§ Reading passage:
►

In 1991, Bravo moved to Hollywood, California to pursue a music career, and formed a band titled Blackened Kill Symphony. He got a gym membership as he wanted to avoid "looking like a slob" while performing but only visited twice. Bravo then began taking karate classes. In 1994, after watching Royce Gracie win an Ultimate Fighting Championship (UFC) event, Bravo decided to become a Brazilian jiu-jitsu practitioner, which he began under the tutelage of Jean Jacques Machado. Bravo also attended a Jeet Kune Do academy from 1996 to 1998.

== Brazilian jiu-jitsu ==
In 1998, Bravo decided to stop attending other martial arts schools to focus solely on Brazilian jiu-jitsu. Around this time, he received a blue belt and started developing ways to finish opponents with a "Twister", a specific spinal lock submission hold. In 1999, Bravo earned a purple belt and began developing his signature guard, the rubber guard.

◄

§ Short exercise A: Rewrite the Bravo passage from "In 1991, Bravo" to "1996 to 1998.", substituting "boxing" for "karate".
§ Short exercise B: According to the Bravo passage, why did Bravo get a gym membership after moving to Hollywood? Answer in one to three sentences.
§ Short exercise C: Carry on the Bravo passage from its last sentence.
The items that come next are separate material and are not part of the Bravo passage.

§ Data lines:
►

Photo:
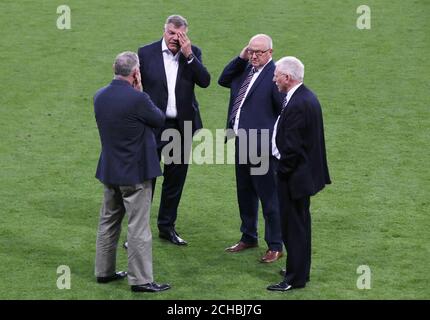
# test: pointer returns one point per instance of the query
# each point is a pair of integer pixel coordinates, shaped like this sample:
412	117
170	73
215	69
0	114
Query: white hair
291	66
265	37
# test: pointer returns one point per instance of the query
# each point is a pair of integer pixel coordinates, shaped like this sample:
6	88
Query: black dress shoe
281	286
173	237
150	287
117	276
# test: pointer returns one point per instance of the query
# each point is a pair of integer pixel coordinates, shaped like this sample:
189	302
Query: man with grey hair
170	68
128	162
298	143
255	103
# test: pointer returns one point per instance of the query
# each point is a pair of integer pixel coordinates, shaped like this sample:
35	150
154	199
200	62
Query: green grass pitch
373	86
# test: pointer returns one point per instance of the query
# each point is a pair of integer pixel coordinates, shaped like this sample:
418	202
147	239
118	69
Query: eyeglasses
258	53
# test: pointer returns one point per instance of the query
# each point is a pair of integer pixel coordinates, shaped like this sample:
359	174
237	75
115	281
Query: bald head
259	50
263	39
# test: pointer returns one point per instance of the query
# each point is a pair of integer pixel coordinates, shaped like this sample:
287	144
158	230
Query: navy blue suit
155	84
302	172
125	118
260	110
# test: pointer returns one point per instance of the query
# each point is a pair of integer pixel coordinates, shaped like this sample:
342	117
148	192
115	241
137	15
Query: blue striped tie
241	95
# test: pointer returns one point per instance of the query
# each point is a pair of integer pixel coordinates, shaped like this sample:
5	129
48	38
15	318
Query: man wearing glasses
255	103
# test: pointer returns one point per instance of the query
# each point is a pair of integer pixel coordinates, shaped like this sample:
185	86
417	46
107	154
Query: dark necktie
241	95
284	105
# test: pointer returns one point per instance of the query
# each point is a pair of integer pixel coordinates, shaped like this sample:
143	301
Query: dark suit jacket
300	140
263	102
125	118
155	84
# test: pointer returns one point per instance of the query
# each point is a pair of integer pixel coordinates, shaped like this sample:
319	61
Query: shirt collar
167	50
292	90
262	67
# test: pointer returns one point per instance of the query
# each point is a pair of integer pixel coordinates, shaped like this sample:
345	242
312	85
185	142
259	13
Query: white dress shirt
171	66
254	77
275	151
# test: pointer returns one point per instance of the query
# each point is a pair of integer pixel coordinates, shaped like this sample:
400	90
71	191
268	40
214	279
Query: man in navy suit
255	103
170	69
298	143
128	162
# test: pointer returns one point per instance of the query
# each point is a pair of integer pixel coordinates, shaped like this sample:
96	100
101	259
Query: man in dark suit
298	142
128	162
255	103
170	69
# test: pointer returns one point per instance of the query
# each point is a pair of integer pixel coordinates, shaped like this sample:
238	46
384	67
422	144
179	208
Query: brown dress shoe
271	256
240	246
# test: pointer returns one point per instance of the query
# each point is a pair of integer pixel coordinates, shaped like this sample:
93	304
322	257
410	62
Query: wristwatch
190	57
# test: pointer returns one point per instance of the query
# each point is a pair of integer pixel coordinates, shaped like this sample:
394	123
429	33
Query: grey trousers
136	202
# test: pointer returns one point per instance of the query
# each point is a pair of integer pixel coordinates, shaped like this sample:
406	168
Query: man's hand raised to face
185	44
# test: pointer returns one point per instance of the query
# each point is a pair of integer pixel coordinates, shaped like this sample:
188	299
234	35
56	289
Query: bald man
255	104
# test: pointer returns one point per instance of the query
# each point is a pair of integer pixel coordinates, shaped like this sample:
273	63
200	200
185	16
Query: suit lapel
181	64
158	60
259	79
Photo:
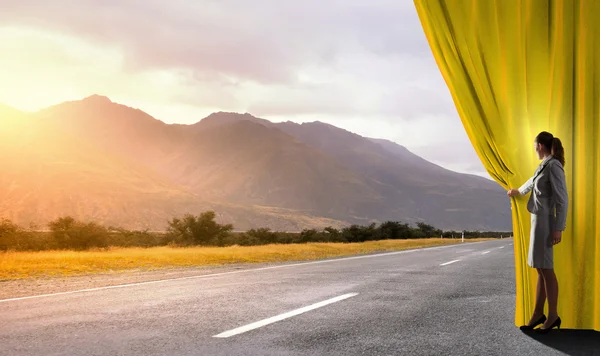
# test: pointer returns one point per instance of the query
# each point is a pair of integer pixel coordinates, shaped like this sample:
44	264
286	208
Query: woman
548	197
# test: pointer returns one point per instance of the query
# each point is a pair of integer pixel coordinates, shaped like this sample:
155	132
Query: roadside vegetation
73	247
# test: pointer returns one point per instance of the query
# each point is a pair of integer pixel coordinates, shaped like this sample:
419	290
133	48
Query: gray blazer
549	192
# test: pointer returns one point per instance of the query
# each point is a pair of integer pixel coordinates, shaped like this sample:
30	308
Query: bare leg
552	294
540	298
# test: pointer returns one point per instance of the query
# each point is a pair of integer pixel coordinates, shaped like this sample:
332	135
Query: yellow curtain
515	68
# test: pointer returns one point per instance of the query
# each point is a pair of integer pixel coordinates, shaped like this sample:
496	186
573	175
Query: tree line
203	230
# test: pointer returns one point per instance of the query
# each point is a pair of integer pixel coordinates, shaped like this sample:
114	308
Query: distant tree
9	234
70	233
263	235
428	230
394	230
199	230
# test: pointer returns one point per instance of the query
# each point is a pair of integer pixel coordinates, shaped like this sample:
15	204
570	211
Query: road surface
451	300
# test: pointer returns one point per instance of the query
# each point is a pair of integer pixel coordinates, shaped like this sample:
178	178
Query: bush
70	233
198	230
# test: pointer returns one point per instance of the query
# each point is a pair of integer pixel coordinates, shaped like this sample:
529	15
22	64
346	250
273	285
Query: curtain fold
515	68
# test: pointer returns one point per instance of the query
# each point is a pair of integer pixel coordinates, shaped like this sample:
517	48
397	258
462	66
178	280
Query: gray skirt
541	252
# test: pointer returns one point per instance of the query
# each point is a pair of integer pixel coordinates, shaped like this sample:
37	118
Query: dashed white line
280	317
447	263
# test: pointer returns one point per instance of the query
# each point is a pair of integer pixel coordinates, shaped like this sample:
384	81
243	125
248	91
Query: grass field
19	265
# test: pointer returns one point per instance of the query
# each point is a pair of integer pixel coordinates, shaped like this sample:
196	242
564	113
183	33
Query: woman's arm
559	190
526	187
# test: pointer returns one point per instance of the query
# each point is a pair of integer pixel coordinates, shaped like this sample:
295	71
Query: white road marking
280	317
447	263
233	272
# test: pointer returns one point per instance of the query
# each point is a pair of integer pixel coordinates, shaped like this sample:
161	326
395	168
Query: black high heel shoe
547	330
541	320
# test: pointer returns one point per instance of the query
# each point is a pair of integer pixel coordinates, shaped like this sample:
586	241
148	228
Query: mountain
96	159
406	187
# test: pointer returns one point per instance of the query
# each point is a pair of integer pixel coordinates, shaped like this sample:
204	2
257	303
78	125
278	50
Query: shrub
198	230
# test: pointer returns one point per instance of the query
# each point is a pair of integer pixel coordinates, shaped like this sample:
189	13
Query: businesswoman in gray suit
548	207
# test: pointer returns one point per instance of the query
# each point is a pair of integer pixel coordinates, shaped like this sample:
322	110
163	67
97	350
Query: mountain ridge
253	167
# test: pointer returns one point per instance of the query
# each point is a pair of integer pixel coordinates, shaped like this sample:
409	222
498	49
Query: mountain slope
100	160
412	189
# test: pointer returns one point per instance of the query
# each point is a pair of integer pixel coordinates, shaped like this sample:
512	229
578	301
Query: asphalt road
456	300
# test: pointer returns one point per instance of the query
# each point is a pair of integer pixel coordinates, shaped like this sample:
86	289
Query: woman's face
539	149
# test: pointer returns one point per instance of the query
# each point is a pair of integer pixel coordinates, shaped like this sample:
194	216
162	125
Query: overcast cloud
362	65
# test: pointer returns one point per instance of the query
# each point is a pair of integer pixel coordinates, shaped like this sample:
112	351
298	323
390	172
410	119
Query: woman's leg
552	294
540	299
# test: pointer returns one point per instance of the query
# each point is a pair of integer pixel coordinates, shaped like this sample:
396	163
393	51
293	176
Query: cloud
364	44
363	65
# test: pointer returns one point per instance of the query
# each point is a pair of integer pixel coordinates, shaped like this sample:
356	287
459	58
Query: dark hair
552	145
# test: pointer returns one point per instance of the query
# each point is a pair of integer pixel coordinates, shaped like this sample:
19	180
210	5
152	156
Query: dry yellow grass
19	265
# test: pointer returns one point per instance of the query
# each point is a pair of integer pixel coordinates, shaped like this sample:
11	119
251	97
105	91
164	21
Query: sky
362	65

◄

§ Final result A:
In 1991, Bravo moved to Hollywood, California to pursue a music career, and formed a band titled Blackened Kill Symphony. He got a gym membership as he wanted to avoid "looking like a slob" while performing but only visited twice. Bravo then began taking boxing classes. In 1994, after watching Royce Gracie win an Ultimate Fighting Championship (UFC) event, Bravo decided to become a Brazilian jiu-jitsu practitioner, which he began under the tutelage of Jean Jacques Machado. Bravo also attended a Jeet Kune Do academy from 1996 to 1998.

§ Final result B: Bravo got a gym membership because he wanted to avoid "looking like a slob" while performing with his band. He ended up visiting only twice.

§ Final result C:
In 2003, Bravo entered the 145 lbs/66 kg division of the Abu-Dhabi Combat Club (ADCC) Submission Wrestling World Championship as a brown belt after winning the North American trials. Bravo defeated Gustavo Dantas in the elimination round by rear naked choke in what was considered an upset.

Bravo then faced four-time world champion and three-time ADCC champion Royler Gracie in the quarter-finals. Bravo traded comfortably top positions with Gracie throughout the match before deploying his game of rubber guard, and eventually winning via a triangle choke after just under 9 minutes. Bravo would then lose to eventual-tournament champion Léo Vieira in the semi-finals.

Upon his return to the United States after the competition, he was awarded a black belt by Jean Jacques Machado and subsequently opened his first 10th Planet Jiu-Jitsu school in Los Angeles, California, a no-gi jiu-jitsu system.

In 2014, after having both retired from competition for years, Bravo and Royler Gracie agreed to have another grappling contest. It was a twenty-minute submission-only match which took place at Metamoris III. The contest started with Bravo pulling quarter guard and defending Royler's top attacks before reversing to an offensive attack around the eight-minute mark. After a few reversals from both competitors, Bravo was able to deploy a series of techniques from half guard, and put Gracie into an "electric chair" maneuver. In the closing minutes, Bravo had Gracie in a calf slicer but Gracie declined to tap as time ran out and, thus, the match was ruled a draw.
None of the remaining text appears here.